[TEXT EXCERPT]
We apply robustness checks to the OLS models, in the form of least absolute deviations (LAD, or median) regression. The rationale is as follows: if the distribution of errors is Gaussian with contamination, then OLS, with its “breakdown point”10 of 1/n, is highly sensitive to y- outliers and x-outliers. Robust estimators such as LAD are insensitive to y-outliers, so if the sign and magnitude of the OLS and LAD estimates are similar, we can at least be sure that we were not being misled by y-outliers. In respect of x-outliers, however, the breakdown point of LAD is likewise 1/n; but high-breakdown estimators such as least trimmed squares11 are characterized by slow convergence and non-unique minima and there is as yet no computationally secure method, so the vulnerability to x-outliers cannot be satisfactorily addressed at the present time.

A further robustness test takes the form of adding a complete set of country dummies to the (otherwise) preferred estimate. This is a harsh way of eliminating country heterogeneity which might drive certain results, such as the coefficient on the skill variable (track record of the task team leader), which may be correlated with country-specific effects because assignments of task team leaders to a particular country often extend over several years.

10 The breakdown point is the smallest fraction of contamination (e.g. by outliers) that can cause the estimator to take on values arbitrarily far from the true ones. For least squares, just one outlier is

sufficient to move any coefficient an arbitrary distance away from the true, so that the breakdown point is 1/n, where n is the number of observations. See Rousseeuw and Leroy (1987, p. 9ff) for an exposition.

11 The properties of Least Trimmed Squares are described by Rousseeuw and Leroy (1987), p. 15, and pp.

132-134.

(16)

4. Results

Table 1 in Annex 1 presents t-statistics on the difference in means for a large array of potential variables. In this analysis, “Successful” means a validated rating by IEG of

“moderately satisfactory” or better; “failed” means a rating of “moderately unsatisfactory” or poorer. Table 2 in Annex 1 presents the OLS regression results. These are similar, in sign and significance, to the results of the ordered probit models in Table 3.
[/TEXT EXCERPT]
[DATA BLOCK]
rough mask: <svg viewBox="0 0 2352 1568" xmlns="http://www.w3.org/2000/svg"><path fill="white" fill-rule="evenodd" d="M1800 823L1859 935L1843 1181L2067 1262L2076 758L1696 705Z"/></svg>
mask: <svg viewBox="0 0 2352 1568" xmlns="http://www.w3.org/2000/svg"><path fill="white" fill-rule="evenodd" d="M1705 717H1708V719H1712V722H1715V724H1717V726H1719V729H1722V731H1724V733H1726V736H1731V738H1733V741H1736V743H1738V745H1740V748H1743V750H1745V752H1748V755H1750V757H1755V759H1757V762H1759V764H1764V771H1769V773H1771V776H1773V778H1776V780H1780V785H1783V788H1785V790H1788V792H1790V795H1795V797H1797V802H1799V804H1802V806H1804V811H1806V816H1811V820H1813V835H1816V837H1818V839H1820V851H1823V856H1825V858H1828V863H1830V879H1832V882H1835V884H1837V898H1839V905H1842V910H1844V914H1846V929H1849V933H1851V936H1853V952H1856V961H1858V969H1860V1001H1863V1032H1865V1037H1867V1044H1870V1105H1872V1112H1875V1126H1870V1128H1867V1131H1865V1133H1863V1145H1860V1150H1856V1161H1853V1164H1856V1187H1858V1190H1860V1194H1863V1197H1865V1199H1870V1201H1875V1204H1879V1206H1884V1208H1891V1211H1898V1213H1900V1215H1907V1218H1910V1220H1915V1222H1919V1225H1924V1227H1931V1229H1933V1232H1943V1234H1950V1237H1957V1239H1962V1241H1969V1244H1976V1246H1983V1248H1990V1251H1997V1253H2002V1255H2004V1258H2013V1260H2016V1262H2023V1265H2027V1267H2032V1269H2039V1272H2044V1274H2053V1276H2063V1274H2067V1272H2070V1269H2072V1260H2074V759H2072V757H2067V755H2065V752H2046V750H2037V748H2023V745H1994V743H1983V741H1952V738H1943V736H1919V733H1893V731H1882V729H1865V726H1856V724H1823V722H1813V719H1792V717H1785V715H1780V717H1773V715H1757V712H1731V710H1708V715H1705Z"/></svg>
[/DATA BLOCK]
WORK ITEM A »
In the excerpt on robustness checks, why might the coefficient on the skill variable be driven by country heterogeneity, making a full set of country dummies worth adding?
WORK ITEM B »
Write the next part of the excerpt on robustness checks and results, starting after its final sentence.

REPLY A »
The skill variable, the task team leader's track record, may be correlated with country-specific effects. This is because a task team leader's assignment to a particular country often extends over several years. Adding a complete set of country dummies removes that country heterogeneity.

REPLY B »
The matrix consistency variable, that is, having a clear line of sight between policy reforms and intended development results, enters all model specifications with a large positive and highly statistically significant effect on performance of development policy loans. Having a deep understanding of the likely impact of specific policy and institutional reforms seems critical for these operations. It also points to the need for realism in setting development results,

considering the specifics of the reforms supported, country circumstances, and timeframe for the fruition of reforms into concrete results vis-à-vis the evaluation timetable. Realism, however, should not be interpreted as lack of ambition or risk aversion, but as having a clear understanding of the line of sight between reforms and results.

The coefficient on weaker prior actions is large and negative, that is, having a larger fraction of “weaker prior actions” in a loan hampers the performance of loans in achieving the intended outcomes. This result is statistically significant in some model specifications. However, when the variable on matrix consistency is taken out of the model, the statistical significance of weaker prior actions improves. This result hints at the importance of having reforms or policy measures that are actionable and that can indeed lead to tangible results as expected. There may be further reasons why weaker prior actions seem to increase the likelihood of failure. For example, an accumulation of such actions may be a signal of a government that is not really committed to serious reform.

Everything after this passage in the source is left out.